Required task: Identify each line in the entries below that contains the word "building", and copy every such line.

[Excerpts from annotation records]

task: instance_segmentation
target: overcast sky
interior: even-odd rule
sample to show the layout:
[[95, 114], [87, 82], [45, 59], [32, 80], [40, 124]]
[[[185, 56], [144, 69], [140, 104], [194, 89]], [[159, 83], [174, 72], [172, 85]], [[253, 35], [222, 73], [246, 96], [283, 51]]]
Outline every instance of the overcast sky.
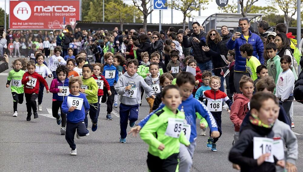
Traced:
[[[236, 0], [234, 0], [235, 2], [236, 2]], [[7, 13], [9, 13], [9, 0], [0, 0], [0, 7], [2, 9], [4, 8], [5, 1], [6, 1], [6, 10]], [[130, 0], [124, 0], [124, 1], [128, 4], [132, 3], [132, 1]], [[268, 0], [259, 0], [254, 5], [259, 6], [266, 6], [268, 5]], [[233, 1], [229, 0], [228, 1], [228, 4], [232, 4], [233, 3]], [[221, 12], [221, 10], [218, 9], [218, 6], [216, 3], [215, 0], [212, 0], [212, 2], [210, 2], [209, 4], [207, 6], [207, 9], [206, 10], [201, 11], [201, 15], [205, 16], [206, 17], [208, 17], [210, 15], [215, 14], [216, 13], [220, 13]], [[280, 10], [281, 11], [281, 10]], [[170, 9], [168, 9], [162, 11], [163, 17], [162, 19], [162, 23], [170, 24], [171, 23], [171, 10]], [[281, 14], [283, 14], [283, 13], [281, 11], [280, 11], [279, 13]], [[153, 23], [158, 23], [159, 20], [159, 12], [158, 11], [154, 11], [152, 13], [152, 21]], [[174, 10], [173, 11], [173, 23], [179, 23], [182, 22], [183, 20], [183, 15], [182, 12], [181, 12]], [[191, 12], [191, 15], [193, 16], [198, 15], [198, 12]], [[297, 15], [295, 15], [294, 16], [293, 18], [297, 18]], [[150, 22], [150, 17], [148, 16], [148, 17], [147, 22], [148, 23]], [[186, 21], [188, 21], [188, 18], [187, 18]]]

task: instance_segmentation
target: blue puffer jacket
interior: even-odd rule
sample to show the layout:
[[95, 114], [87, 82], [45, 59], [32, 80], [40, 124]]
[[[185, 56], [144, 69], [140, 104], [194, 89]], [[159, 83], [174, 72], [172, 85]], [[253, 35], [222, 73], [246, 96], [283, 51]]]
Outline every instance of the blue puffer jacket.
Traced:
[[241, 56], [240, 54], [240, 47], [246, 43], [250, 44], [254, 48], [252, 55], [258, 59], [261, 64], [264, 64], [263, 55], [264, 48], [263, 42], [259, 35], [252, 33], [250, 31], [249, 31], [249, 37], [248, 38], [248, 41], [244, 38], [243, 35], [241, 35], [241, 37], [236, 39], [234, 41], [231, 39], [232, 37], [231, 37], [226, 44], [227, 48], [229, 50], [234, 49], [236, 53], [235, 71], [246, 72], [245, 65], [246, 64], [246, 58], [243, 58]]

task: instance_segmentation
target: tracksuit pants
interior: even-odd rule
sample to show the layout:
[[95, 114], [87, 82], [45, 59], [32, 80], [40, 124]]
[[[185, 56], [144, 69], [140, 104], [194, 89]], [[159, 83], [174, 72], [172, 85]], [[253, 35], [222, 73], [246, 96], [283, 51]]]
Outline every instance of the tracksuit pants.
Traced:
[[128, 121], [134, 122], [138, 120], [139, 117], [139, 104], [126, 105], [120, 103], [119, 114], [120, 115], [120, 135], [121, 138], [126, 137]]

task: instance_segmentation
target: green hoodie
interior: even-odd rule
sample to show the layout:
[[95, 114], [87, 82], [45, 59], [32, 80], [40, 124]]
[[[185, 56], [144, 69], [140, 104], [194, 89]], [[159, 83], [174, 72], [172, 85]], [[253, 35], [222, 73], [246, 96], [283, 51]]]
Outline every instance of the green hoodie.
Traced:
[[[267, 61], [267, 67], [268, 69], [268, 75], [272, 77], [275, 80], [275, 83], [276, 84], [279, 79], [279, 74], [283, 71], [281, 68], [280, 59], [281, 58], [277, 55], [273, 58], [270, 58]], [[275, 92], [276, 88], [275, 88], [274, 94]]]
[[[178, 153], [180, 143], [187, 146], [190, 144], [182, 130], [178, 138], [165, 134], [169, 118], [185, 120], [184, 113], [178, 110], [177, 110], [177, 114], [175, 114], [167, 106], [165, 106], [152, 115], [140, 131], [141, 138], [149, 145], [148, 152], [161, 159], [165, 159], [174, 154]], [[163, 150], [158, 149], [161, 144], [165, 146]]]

...

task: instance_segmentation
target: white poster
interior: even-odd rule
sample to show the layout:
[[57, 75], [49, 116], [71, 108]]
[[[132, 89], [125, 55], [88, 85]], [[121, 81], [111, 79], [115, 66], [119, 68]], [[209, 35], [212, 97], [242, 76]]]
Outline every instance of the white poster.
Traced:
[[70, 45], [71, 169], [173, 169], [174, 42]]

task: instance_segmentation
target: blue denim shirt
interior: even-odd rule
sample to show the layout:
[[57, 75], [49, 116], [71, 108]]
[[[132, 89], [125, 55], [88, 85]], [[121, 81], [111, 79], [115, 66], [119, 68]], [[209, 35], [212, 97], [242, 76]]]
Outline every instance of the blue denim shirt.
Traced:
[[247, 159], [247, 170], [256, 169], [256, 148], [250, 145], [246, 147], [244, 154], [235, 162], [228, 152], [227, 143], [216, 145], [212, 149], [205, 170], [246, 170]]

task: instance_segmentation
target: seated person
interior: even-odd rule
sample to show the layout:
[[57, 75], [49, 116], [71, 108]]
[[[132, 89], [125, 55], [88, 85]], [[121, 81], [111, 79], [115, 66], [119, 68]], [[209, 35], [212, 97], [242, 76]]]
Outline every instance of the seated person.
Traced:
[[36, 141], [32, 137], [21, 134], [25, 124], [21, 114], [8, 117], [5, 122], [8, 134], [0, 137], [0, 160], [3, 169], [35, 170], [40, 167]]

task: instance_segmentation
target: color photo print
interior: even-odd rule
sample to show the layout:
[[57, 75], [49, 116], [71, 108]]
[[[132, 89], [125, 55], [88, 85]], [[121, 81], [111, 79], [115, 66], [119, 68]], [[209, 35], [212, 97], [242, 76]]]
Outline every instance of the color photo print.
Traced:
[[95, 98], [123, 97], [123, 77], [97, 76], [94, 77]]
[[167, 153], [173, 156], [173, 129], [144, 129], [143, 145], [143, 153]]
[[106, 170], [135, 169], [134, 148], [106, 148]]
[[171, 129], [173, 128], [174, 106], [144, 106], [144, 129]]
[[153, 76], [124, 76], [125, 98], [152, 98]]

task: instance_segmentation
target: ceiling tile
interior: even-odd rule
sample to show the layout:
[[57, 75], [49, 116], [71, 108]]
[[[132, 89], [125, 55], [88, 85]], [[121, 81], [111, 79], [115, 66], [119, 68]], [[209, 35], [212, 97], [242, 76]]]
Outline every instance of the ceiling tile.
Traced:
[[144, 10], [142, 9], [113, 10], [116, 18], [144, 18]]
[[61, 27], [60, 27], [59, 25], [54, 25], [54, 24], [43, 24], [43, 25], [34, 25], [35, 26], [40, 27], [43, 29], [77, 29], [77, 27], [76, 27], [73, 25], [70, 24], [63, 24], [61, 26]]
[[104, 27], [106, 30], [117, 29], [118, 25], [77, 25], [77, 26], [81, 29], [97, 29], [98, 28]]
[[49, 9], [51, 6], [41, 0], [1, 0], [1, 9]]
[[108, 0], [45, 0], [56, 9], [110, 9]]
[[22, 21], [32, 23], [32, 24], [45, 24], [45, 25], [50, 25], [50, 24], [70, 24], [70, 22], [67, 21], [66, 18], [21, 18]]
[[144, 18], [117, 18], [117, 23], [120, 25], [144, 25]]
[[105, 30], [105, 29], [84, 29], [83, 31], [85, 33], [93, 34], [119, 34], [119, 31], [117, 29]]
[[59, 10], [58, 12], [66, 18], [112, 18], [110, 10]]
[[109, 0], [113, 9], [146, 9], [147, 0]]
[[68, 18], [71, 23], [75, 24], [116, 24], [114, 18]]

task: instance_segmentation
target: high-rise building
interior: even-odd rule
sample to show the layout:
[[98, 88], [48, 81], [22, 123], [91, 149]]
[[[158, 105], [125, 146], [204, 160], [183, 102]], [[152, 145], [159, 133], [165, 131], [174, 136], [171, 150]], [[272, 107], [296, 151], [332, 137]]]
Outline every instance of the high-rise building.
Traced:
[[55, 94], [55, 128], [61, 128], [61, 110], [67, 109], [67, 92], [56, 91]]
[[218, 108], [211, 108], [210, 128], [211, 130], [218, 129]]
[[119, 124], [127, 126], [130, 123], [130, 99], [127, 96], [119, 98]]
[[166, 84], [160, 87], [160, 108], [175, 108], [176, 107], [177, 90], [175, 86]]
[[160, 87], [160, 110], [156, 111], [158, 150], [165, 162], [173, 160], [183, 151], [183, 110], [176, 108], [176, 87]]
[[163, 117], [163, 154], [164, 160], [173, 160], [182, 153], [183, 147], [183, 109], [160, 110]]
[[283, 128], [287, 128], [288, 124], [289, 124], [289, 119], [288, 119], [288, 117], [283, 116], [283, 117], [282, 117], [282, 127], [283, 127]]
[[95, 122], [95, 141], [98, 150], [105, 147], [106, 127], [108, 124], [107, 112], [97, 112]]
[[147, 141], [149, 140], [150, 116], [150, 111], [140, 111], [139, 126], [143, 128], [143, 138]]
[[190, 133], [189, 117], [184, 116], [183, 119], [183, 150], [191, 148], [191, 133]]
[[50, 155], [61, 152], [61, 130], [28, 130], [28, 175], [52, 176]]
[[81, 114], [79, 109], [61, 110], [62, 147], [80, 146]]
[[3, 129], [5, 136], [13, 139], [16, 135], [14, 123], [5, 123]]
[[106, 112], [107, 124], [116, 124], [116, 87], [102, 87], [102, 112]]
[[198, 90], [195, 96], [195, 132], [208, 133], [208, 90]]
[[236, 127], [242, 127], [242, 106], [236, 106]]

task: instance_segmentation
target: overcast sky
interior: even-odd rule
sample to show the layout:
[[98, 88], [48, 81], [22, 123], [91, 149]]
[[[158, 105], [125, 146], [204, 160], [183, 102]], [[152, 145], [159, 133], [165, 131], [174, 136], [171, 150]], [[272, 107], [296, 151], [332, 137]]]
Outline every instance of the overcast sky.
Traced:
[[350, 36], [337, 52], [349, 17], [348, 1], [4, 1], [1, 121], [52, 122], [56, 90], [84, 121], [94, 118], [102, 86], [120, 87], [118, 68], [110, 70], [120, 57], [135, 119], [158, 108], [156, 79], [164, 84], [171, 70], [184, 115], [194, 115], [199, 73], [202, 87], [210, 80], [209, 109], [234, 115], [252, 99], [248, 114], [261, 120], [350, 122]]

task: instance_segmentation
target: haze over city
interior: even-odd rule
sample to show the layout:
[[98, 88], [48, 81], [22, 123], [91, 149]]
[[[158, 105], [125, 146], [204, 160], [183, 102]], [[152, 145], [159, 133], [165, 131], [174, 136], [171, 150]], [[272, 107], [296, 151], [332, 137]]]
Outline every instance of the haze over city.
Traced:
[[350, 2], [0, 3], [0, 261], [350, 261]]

Solution to this task:
target: high-rise building
Outline every instance of the high-rise building.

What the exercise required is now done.